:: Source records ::
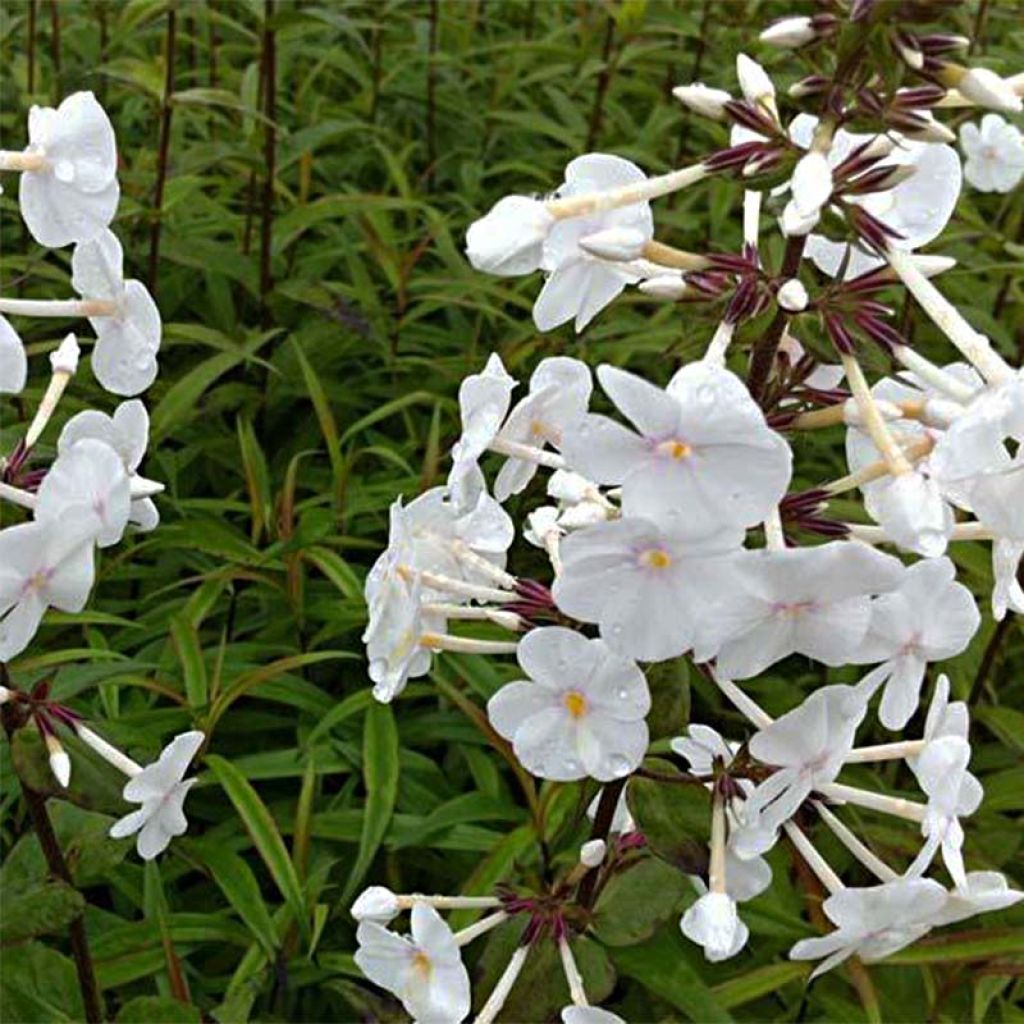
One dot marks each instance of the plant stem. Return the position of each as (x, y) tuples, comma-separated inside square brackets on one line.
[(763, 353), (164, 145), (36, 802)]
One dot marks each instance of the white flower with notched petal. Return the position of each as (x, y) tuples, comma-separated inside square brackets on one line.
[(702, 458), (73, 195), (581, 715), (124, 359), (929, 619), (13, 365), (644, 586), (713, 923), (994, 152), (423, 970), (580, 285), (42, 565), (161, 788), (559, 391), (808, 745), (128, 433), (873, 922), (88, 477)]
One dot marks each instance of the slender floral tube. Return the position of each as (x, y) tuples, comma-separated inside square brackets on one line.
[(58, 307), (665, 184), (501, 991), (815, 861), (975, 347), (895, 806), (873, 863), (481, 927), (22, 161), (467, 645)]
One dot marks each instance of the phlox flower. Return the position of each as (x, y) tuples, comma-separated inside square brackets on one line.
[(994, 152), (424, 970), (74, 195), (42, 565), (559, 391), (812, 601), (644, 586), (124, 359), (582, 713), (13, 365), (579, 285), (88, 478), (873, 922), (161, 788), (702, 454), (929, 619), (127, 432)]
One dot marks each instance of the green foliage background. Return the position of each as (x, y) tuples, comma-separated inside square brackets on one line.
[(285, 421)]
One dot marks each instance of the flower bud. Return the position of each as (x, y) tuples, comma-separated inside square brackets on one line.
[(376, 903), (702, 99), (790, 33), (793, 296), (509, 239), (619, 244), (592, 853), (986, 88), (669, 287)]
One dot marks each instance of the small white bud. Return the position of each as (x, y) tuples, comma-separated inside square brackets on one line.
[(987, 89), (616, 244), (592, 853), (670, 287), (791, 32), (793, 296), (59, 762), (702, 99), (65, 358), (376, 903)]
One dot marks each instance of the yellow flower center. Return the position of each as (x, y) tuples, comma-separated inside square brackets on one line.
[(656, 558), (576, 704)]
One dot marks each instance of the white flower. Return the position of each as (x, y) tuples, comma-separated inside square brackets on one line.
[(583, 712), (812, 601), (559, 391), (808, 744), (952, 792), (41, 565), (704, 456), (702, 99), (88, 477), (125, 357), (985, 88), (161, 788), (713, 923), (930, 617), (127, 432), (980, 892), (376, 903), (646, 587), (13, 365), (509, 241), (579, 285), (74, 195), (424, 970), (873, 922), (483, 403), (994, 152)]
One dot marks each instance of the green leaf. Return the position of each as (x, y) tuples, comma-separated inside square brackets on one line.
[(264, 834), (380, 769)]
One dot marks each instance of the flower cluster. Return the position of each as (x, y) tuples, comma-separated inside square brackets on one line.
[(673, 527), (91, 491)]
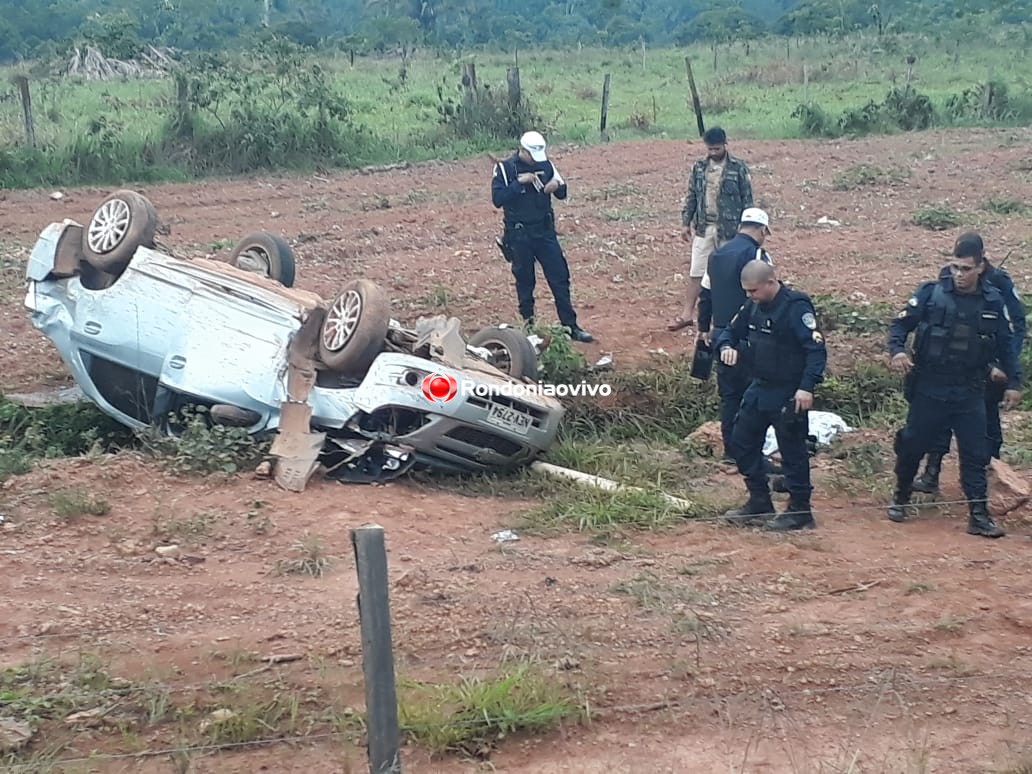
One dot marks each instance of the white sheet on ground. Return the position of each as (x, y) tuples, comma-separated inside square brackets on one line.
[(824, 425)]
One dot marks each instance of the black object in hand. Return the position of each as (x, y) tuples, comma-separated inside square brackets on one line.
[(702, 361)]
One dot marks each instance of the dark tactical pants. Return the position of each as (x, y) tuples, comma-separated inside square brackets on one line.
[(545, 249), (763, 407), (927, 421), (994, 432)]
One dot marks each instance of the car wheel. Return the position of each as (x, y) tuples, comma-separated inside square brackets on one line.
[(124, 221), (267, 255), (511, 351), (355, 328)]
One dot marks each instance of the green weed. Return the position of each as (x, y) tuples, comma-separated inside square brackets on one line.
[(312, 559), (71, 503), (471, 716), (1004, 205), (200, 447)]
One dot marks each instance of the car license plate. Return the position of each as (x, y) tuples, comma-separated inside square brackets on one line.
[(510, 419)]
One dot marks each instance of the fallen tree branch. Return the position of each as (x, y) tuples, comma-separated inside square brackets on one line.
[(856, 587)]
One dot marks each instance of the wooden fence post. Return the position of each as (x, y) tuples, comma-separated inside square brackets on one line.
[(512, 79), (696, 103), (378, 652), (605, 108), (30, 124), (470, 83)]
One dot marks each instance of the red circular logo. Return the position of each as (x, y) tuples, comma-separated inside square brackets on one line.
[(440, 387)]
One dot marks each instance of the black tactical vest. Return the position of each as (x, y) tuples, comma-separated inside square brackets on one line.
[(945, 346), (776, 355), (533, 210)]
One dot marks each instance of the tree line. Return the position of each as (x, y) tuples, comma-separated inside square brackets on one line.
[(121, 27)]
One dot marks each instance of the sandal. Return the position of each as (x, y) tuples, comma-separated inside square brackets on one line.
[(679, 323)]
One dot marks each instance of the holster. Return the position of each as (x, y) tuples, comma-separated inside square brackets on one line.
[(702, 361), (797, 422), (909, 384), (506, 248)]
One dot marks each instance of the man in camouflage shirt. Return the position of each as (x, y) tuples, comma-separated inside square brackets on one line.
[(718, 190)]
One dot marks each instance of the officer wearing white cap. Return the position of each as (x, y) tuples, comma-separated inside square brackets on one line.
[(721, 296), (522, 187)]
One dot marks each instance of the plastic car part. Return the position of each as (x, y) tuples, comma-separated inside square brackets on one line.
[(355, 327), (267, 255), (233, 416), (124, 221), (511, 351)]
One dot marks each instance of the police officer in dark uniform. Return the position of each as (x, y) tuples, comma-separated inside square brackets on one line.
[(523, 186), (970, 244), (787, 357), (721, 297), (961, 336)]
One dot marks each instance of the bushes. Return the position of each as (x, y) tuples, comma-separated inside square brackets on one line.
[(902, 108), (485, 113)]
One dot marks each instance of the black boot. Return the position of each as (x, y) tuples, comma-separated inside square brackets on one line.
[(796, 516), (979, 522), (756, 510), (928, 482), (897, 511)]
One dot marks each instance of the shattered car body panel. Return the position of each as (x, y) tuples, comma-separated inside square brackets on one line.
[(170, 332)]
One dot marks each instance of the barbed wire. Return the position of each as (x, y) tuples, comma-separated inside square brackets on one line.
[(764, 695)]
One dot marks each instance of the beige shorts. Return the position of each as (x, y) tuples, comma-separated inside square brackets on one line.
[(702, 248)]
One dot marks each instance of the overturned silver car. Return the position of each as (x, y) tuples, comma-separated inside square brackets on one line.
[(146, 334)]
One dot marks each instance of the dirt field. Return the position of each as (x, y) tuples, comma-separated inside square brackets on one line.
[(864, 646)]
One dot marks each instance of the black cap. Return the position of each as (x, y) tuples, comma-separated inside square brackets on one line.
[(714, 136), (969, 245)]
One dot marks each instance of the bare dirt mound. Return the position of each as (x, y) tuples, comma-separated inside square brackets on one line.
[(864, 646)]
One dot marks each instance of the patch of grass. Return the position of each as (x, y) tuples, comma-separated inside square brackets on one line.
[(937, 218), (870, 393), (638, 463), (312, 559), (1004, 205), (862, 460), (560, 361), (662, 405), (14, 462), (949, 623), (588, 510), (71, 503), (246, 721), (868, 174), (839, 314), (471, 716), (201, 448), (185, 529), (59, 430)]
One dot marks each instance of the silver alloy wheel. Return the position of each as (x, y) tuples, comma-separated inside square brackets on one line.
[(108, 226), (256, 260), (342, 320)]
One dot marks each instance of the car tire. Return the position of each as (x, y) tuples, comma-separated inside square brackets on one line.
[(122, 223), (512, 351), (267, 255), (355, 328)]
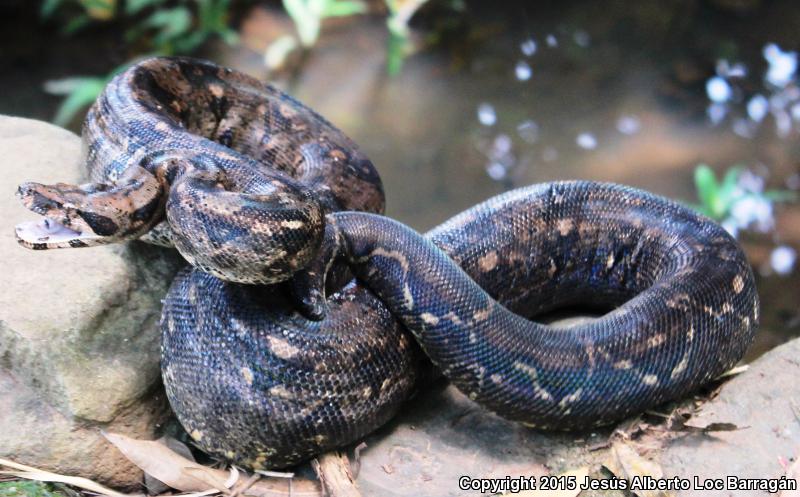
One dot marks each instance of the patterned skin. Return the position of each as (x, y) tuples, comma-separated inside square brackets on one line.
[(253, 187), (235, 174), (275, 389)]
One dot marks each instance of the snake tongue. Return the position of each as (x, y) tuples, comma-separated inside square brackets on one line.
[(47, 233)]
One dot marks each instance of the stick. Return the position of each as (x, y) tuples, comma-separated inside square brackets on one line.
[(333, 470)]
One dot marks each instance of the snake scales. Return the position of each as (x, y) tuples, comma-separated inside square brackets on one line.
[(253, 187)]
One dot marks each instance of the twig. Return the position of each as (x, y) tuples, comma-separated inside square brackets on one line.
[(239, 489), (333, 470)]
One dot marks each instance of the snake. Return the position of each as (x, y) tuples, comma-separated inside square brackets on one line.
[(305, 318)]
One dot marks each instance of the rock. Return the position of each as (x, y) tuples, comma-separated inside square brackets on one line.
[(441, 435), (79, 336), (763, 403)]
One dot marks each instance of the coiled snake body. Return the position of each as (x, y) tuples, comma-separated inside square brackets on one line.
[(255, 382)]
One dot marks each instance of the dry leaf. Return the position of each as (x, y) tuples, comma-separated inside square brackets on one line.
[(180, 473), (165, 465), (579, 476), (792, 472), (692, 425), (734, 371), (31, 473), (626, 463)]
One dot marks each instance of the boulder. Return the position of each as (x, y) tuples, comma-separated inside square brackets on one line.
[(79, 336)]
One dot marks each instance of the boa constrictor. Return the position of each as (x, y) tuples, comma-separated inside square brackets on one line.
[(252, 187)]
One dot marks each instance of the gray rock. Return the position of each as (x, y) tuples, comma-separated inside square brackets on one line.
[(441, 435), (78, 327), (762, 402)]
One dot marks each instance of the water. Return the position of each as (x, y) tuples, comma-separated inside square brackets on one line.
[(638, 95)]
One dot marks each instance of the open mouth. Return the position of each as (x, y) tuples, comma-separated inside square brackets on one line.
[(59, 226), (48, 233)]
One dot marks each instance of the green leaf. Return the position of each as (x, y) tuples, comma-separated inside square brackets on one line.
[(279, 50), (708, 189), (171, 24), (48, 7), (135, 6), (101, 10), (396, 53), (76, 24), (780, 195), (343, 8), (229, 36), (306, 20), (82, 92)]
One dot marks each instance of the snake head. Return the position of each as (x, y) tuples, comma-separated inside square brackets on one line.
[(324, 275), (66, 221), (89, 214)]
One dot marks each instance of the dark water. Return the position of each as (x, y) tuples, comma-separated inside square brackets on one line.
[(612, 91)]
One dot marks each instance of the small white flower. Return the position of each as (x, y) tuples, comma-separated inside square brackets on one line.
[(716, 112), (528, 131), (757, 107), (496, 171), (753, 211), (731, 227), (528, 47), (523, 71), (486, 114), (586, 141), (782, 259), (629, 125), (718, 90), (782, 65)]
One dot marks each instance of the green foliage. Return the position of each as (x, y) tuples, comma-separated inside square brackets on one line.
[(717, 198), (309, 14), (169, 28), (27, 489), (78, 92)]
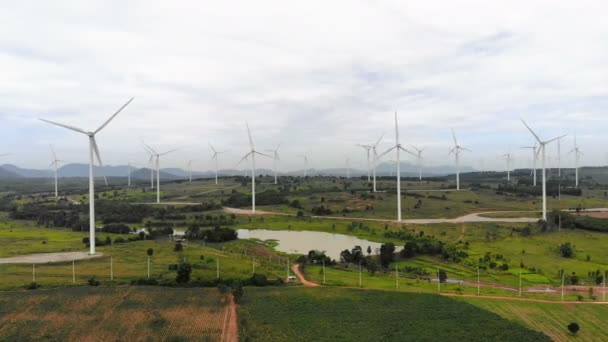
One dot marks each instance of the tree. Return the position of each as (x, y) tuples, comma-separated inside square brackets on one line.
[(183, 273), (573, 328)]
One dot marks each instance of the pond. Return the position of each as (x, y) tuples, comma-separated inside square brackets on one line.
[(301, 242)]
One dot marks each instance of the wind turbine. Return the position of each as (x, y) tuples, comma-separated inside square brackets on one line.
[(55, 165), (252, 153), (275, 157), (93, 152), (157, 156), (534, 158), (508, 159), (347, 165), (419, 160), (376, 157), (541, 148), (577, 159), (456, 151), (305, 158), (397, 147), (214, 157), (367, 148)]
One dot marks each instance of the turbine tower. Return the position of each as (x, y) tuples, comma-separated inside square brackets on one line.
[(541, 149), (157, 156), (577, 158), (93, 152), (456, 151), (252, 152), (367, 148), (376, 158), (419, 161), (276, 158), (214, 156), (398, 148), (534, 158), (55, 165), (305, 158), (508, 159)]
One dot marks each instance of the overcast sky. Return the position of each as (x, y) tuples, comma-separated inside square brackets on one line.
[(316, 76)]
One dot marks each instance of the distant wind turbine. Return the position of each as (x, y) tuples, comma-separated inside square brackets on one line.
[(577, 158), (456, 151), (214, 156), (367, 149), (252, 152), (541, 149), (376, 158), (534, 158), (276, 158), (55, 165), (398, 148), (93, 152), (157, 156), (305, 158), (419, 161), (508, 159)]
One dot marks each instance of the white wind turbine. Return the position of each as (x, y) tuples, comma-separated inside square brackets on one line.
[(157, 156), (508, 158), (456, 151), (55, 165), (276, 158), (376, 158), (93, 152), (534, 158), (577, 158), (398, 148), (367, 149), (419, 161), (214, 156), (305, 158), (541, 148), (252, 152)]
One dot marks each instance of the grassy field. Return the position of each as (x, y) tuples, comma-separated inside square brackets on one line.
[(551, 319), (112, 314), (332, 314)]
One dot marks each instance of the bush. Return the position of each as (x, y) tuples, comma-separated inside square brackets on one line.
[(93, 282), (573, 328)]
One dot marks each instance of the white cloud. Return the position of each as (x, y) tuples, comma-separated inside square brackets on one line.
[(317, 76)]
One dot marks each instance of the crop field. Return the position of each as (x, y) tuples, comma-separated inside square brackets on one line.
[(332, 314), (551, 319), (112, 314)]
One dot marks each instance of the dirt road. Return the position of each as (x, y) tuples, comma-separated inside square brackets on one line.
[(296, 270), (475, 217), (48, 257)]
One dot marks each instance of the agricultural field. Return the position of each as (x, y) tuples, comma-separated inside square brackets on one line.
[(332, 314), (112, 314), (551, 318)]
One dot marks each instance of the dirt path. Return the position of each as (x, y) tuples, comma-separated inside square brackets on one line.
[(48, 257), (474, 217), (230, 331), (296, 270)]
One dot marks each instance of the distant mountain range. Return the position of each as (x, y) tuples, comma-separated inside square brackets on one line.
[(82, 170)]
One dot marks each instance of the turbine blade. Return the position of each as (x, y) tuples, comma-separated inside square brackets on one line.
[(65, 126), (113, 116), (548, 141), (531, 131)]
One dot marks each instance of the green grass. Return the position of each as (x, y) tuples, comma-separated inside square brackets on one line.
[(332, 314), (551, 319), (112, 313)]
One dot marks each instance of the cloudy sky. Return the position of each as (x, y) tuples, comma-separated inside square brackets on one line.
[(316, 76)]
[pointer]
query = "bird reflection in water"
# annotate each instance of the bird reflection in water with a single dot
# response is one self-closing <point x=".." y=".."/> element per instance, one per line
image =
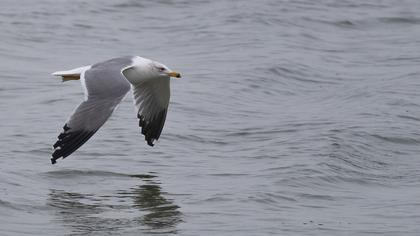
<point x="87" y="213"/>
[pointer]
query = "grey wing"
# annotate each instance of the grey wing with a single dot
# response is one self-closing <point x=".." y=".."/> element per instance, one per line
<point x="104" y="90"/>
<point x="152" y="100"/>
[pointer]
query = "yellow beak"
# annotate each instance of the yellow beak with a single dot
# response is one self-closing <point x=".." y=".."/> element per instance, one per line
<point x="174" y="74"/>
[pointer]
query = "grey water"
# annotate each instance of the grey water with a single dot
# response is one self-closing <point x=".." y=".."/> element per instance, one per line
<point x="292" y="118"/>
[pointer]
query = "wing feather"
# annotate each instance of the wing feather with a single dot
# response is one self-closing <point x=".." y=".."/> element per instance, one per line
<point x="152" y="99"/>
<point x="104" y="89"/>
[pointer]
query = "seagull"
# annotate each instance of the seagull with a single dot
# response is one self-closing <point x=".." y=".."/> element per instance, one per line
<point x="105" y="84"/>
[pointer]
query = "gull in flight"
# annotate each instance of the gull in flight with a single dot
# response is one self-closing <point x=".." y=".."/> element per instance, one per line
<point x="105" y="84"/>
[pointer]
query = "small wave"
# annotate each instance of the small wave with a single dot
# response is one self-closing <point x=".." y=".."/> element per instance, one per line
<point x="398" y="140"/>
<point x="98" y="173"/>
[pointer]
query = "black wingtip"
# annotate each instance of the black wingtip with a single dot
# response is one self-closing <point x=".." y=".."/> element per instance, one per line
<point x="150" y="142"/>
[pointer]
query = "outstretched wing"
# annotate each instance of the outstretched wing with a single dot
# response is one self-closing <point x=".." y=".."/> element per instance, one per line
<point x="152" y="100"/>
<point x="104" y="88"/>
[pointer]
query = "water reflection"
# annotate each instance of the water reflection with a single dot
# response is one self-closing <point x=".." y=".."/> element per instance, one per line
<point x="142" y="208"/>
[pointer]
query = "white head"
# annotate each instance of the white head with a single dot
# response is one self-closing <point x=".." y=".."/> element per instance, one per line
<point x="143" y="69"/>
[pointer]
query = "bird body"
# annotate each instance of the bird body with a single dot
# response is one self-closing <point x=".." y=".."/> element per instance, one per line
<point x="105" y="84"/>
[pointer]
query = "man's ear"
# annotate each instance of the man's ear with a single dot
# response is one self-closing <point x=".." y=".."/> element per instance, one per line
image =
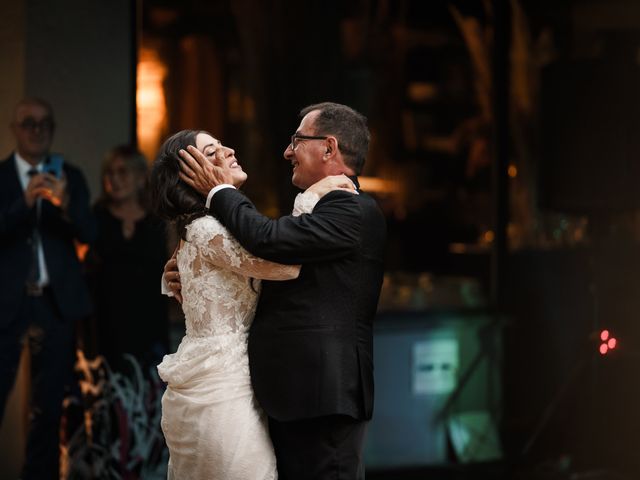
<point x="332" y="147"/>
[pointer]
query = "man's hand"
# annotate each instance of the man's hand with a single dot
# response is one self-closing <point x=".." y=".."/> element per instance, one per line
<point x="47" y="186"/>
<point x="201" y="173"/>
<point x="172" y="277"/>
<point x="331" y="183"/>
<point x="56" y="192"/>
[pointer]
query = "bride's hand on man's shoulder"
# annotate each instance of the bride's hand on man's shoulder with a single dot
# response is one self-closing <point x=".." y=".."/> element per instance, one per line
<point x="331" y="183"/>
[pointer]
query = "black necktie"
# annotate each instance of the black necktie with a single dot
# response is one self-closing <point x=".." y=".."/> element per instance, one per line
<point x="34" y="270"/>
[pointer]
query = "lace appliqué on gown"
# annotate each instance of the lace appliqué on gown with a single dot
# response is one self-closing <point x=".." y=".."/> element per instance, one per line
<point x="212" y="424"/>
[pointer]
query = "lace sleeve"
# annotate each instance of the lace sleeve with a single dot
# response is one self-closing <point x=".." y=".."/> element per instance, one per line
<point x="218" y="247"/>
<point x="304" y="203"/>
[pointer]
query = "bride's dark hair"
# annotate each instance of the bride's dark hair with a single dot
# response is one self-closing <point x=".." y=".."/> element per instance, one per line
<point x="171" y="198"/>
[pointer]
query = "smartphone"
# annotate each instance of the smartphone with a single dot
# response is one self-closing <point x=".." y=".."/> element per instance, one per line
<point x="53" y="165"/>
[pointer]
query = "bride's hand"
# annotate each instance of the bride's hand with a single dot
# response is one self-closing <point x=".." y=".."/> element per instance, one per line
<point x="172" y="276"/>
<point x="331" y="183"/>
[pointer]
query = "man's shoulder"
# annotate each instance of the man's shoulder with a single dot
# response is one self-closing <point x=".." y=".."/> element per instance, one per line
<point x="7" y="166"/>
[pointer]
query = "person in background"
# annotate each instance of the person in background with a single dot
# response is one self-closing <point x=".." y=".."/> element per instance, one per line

:: HOW TO COMPLETE THIS TASK ::
Within the entries above, find the string "seagull" and return each line that holds it.

:: PROBLEM SOLUTION ::
query = "seagull"
# annotate each instance of the seagull with a single dot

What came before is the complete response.